• TASK REQUIREMENTS: Copy the records below word for word, from the line holding "cloth you can see." through the last line, both included.
_ _ _
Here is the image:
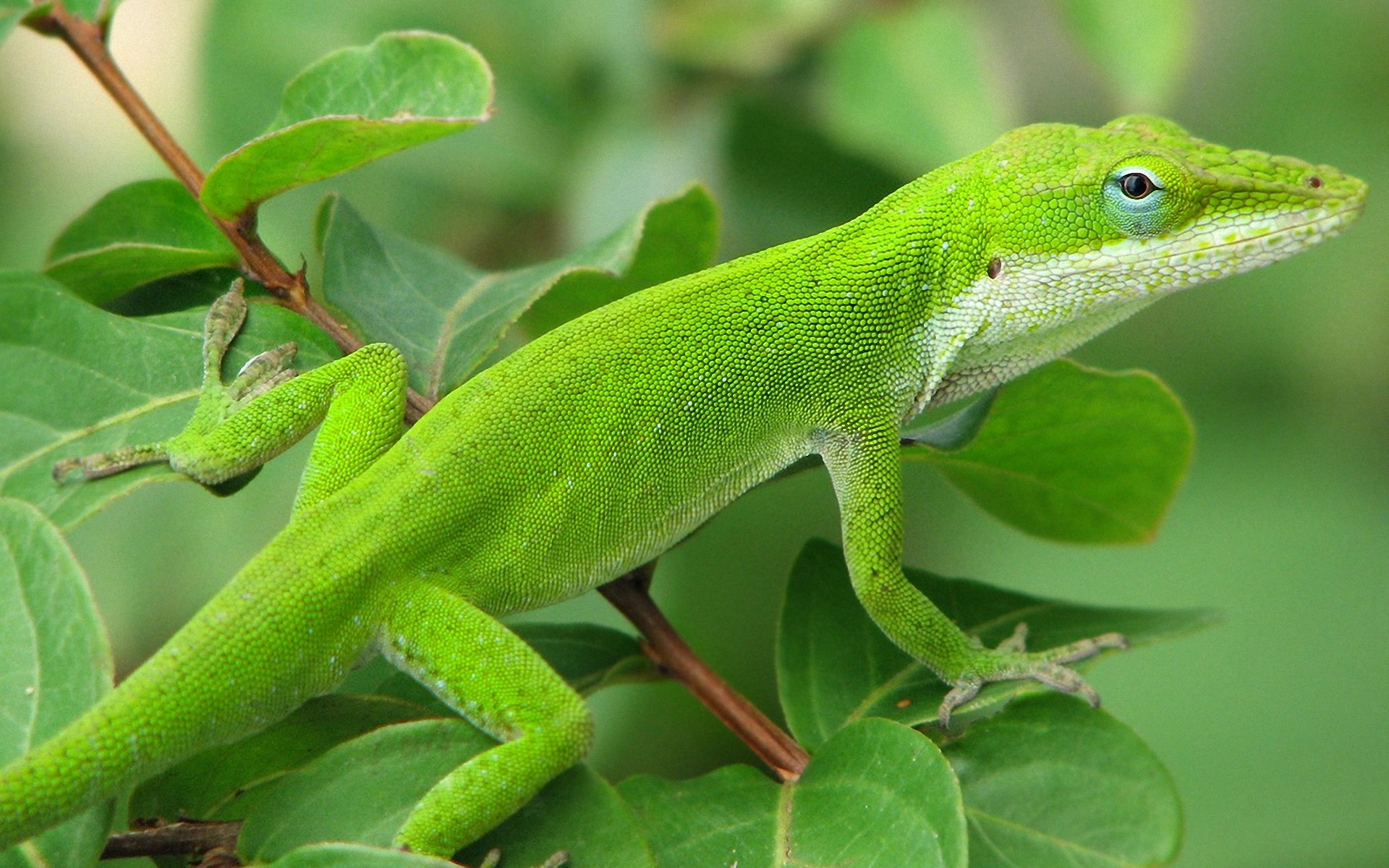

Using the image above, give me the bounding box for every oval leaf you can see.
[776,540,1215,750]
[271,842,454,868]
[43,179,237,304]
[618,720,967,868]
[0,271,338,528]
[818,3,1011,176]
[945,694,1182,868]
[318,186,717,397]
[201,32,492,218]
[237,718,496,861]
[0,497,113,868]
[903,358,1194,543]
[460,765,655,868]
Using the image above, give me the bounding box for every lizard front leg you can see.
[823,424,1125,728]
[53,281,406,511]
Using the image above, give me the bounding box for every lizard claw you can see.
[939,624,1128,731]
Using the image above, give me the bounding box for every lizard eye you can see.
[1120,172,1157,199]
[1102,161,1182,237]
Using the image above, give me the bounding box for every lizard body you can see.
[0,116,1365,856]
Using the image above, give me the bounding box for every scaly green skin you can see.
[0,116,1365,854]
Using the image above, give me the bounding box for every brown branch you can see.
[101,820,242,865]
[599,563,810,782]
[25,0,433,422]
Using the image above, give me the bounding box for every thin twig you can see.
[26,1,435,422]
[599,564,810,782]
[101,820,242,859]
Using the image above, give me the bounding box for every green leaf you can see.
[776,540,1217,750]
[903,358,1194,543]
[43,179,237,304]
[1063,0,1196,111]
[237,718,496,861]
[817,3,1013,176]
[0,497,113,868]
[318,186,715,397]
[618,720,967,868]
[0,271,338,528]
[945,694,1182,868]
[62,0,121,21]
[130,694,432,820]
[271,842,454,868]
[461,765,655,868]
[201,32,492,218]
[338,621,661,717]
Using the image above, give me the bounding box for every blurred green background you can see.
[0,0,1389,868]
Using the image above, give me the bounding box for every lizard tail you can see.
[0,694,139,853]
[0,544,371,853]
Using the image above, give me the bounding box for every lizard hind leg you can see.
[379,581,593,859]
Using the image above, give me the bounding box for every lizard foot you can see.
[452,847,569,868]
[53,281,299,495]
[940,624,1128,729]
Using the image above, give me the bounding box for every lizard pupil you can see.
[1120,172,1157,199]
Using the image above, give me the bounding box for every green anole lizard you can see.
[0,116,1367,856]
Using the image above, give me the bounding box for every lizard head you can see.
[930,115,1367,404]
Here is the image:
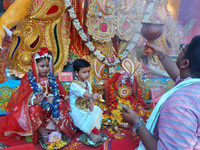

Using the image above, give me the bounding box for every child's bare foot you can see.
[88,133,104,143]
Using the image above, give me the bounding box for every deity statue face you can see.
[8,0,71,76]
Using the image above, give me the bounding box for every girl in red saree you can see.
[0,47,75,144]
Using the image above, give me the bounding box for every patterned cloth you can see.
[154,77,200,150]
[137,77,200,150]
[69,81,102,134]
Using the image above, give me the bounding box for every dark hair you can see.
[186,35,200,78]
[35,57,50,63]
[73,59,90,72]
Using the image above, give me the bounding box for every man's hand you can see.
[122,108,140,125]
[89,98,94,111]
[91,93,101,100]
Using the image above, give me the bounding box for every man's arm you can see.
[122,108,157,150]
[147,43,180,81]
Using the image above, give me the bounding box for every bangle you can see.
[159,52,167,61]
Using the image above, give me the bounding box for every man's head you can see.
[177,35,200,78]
_ _ _
• FULL ANSWER:
Using the image above, give me the bounding box for every patterned cloth you can see.
[154,77,200,150]
[137,77,200,150]
[69,81,102,134]
Using the image above, give me the bounding box for every dark hair you can see.
[186,35,200,78]
[35,57,50,63]
[73,59,90,72]
Using the image above, give me the bounding box for every man's hand you can see.
[122,108,140,125]
[89,98,94,111]
[91,93,101,100]
Using the image above, give me the bounding box for every man's arm you can see.
[122,108,157,150]
[147,43,180,81]
Using the image above, give me the bounding box for every bangle you can see.
[159,52,167,61]
Using the image above, give me the bounding box for every man's head you can see.
[177,35,200,78]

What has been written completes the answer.